— TASK DESCRIPTION —
Your answer should be exactly the lines from the one that contains "[tag] one dot per instance" through the final line of the entries below, and nothing else.

[[ GIVEN INFORMATION open ]]

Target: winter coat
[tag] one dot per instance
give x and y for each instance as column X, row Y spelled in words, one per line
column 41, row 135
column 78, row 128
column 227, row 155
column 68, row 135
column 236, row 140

[[ GIVEN INFORMATION closed ]]

— THE COMPLETED TASK —
[tag] one dot per instance
give x and y for each instance as column X, row Y spelled in words, one per line
column 41, row 135
column 78, row 128
column 227, row 155
column 68, row 135
column 236, row 140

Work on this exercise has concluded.